▶ _Records shown_:
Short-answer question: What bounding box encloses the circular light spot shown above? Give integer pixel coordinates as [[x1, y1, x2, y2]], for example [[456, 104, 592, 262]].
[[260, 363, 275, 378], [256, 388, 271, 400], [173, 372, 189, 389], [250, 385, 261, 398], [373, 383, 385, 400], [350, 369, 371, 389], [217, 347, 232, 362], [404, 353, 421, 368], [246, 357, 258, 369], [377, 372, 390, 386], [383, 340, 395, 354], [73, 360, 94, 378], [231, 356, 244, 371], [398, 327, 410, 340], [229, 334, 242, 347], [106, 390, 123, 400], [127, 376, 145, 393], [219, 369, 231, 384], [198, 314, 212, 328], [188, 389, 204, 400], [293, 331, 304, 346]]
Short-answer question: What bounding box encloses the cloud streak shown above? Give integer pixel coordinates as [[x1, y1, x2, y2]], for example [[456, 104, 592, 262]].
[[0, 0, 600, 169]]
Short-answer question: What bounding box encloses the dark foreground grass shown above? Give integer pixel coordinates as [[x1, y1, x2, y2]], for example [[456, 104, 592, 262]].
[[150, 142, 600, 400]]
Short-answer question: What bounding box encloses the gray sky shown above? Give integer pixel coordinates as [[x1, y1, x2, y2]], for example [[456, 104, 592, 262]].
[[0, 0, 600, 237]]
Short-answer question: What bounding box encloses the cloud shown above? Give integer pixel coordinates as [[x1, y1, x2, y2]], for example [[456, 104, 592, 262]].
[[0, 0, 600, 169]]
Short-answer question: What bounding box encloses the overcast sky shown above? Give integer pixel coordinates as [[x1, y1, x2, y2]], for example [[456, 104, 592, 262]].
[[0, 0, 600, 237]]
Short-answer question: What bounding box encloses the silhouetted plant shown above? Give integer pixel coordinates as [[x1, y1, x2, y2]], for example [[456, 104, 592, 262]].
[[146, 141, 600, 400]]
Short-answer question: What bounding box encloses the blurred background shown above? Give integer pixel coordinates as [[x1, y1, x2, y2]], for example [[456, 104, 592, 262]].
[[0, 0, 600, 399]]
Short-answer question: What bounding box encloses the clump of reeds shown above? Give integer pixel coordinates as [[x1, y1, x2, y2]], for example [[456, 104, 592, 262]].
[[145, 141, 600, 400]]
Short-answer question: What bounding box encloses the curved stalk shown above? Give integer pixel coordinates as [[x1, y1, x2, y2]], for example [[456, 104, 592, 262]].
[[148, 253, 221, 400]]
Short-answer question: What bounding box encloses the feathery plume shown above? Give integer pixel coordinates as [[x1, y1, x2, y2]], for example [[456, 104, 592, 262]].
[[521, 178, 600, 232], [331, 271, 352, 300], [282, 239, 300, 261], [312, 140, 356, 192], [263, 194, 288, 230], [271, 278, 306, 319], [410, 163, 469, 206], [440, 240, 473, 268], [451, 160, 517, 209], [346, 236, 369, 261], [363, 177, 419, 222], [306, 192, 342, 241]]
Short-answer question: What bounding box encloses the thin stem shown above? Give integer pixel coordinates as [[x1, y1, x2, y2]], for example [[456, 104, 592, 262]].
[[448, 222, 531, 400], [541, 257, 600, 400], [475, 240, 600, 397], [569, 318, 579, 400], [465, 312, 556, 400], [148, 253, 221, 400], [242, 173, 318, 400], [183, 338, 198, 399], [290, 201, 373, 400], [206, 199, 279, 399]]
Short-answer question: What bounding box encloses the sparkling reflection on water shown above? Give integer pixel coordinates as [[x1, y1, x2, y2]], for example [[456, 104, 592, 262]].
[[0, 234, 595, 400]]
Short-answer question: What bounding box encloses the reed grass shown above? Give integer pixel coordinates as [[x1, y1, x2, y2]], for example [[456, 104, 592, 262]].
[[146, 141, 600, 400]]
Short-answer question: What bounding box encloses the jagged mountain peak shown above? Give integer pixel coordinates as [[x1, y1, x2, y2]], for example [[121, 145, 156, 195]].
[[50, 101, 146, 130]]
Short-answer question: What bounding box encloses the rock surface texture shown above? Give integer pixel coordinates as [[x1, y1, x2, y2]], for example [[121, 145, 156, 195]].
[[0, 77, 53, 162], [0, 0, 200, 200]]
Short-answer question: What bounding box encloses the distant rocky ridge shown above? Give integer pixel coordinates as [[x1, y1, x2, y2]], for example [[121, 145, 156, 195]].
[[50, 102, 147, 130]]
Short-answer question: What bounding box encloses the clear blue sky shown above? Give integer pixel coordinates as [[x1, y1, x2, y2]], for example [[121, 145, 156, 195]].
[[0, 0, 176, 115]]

▶ _Task objective_:
Recast all of the material above as a two-column CSV with the headers "prompt" and "reply", one row per pair. Put each text in a single quoted field and turn any line breaks into spaces.

▶ _The response_:
prompt,reply
"Short-answer question: What bounding box encloses the circular light spot shown above? Give integer pixel coordinates as [[x1, y1, x2, y2]], for example [[456, 104, 592, 262]].","[[260, 363, 275, 378], [256, 388, 271, 400], [173, 372, 189, 389], [250, 385, 261, 398], [373, 383, 385, 400], [350, 369, 371, 389], [217, 347, 232, 362], [404, 353, 421, 368], [246, 357, 258, 369], [377, 372, 390, 386], [383, 340, 395, 354], [73, 360, 94, 378], [231, 356, 244, 371], [398, 327, 410, 340], [229, 334, 242, 347], [106, 390, 123, 400], [127, 376, 145, 393], [219, 369, 231, 384], [198, 314, 212, 328], [188, 389, 204, 400], [293, 331, 304, 346]]"
"Short-answer question: What bounding box encloses the cloud streak shown above? Give integer pixel coordinates as [[x1, y1, x2, y2]], for example [[456, 104, 592, 262]].","[[0, 0, 600, 169]]"
"Short-answer question: What bounding box encloses the dark foreground grass shown above? Give integer pixel coordinates as [[x1, y1, x2, y2]], for example [[456, 104, 592, 262]].","[[150, 142, 600, 400]]"
"Short-answer question: What bounding box encloses the gray sky shown above? Give integer pixel coordinates as [[x1, y1, x2, y2]], for example [[456, 104, 592, 262]].","[[0, 0, 600, 237]]"
"Short-answer question: What bounding box encloses the cloud shown above? Give integer pixel coordinates as [[x1, y1, x2, y2]], for example [[456, 104, 592, 262]].","[[0, 0, 600, 169]]"
"Short-answer question: What bounding box encloses the overcast sky shown above? Give integer pixel coordinates as [[x1, y1, x2, y2]], for example [[456, 104, 592, 262]].","[[0, 0, 600, 237]]"
"Short-answer question: What bounding box encloses the silhouetted plant shown above? Give integer pixel coordinates as [[x1, y1, x2, y2]], for example [[456, 104, 592, 262]].","[[146, 141, 600, 400]]"
"Short-answer question: What bounding box encloses the blurred background shown above? Give integer pixel coordinates as [[x1, y1, x2, y2]], for example [[456, 104, 592, 262]].","[[0, 0, 600, 399]]"
"Short-answer question: What bounding box encloses the clump of reeds shown above? Give integer pixel coordinates as [[x1, y1, x2, y2]], for example [[456, 104, 592, 262]].","[[145, 141, 600, 400]]"
"Short-answer question: What bounding box encloses the curved stalk shown above? Give integer pixel coordinates as [[x1, y1, x2, y2]], for example [[456, 104, 592, 262]].","[[148, 253, 221, 400]]"
"Short-answer question: What bounding box encloses the feathery plume shown above? Give integer pixel coordinates as [[x1, y1, x2, y2]], for example [[456, 104, 592, 262]].","[[521, 178, 600, 232], [331, 271, 352, 300], [282, 239, 300, 261], [312, 140, 356, 192], [263, 194, 288, 230], [271, 278, 306, 319], [410, 163, 469, 206], [440, 240, 473, 268], [451, 160, 517, 209], [346, 236, 369, 261], [363, 177, 419, 222], [306, 192, 342, 241]]"
"Short-answer question: What bounding box encloses the thin stem shown above? Give integer pixel coordinates as [[x1, y1, x2, y2]], for example [[456, 104, 592, 262]].","[[448, 222, 531, 400], [541, 257, 600, 400], [475, 240, 600, 397], [569, 318, 579, 400], [465, 312, 556, 400], [148, 253, 221, 400], [242, 173, 318, 400], [183, 338, 198, 399], [290, 201, 373, 400], [206, 199, 279, 399]]"
"Short-answer question: What bounding box encloses the sparkling reflection on water shown above? Give integer pixel coordinates as [[x1, y1, x2, y2]], for example [[456, 104, 592, 262]].","[[0, 234, 595, 400]]"
"Short-answer question: What bounding box encloses the reed grass shown above? Give integer pixel coordinates as [[x1, y1, x2, y2]], for example [[456, 104, 592, 262]].","[[146, 141, 600, 400]]"
"Short-answer question: What bounding box encloses the jagged mountain peak shown above? Give integer pixel coordinates as [[x1, y1, x2, y2]], for example [[121, 145, 156, 195]].","[[50, 101, 146, 130]]"
"Short-answer question: What bounding box encloses the rock surface texture shown above? Give integer pixel coordinates as [[x1, y1, x2, y2]], for example [[121, 145, 156, 195]].","[[0, 77, 53, 162], [0, 0, 200, 200]]"
"Short-answer question: What bounding box encloses the distant rocky ridge shown above? Give integer pixel coordinates as [[x1, y1, x2, y2]], for example [[121, 145, 156, 195]].","[[50, 102, 147, 130]]"
"Short-answer question: What bounding box encloses the clear blue sky shown above? Give integer pixel coordinates as [[x1, y1, x2, y2]], for example [[121, 145, 156, 195]].","[[0, 0, 176, 115]]"